EXERCISE AIM: Reply with exactly the lines from the one that contains "Drop a pin on the sheer" through the last line of the records below, and with no other lines.
(Beginning of EXERCISE DATA)
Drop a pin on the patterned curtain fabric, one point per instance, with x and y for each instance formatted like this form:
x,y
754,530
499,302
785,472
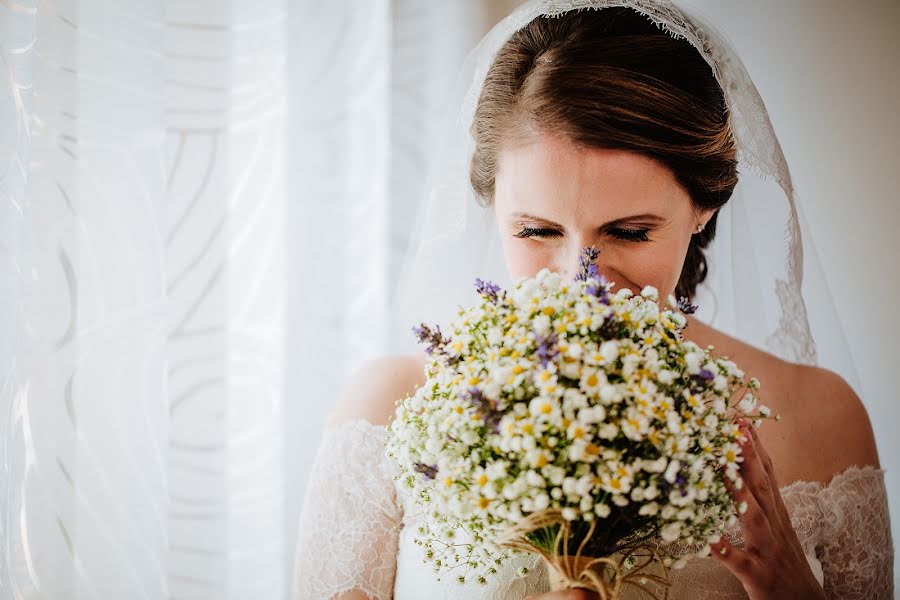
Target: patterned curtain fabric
x,y
202,209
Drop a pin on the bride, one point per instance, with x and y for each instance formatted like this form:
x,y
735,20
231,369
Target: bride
x,y
622,128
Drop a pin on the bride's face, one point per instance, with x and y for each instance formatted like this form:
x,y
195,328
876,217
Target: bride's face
x,y
553,198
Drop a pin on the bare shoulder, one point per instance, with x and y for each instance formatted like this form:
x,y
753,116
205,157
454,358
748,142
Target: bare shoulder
x,y
375,388
842,430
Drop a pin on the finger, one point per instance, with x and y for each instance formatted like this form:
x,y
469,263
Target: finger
x,y
754,472
571,594
737,560
770,470
754,522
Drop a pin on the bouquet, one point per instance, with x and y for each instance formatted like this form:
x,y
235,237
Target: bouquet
x,y
563,419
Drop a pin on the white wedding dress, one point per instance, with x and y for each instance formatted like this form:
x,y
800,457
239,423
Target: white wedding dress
x,y
355,535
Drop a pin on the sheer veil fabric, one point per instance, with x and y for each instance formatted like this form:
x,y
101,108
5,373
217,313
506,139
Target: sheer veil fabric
x,y
755,288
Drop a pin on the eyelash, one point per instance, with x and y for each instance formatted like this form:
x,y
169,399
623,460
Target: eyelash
x,y
629,235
(End of EXERCISE DATA)
FINAL ANSWER:
Drop a pin on the sheer veil fabric, one point per instance, with x and y for each instance formatted like this form:
x,y
101,108
5,373
217,313
506,139
Target: sheer veil fabric
x,y
755,288
Drop a pin on the eyelash, one point per instance, with x and y for each instance formatted like this form:
x,y
169,399
623,460
Target: eyelash
x,y
629,235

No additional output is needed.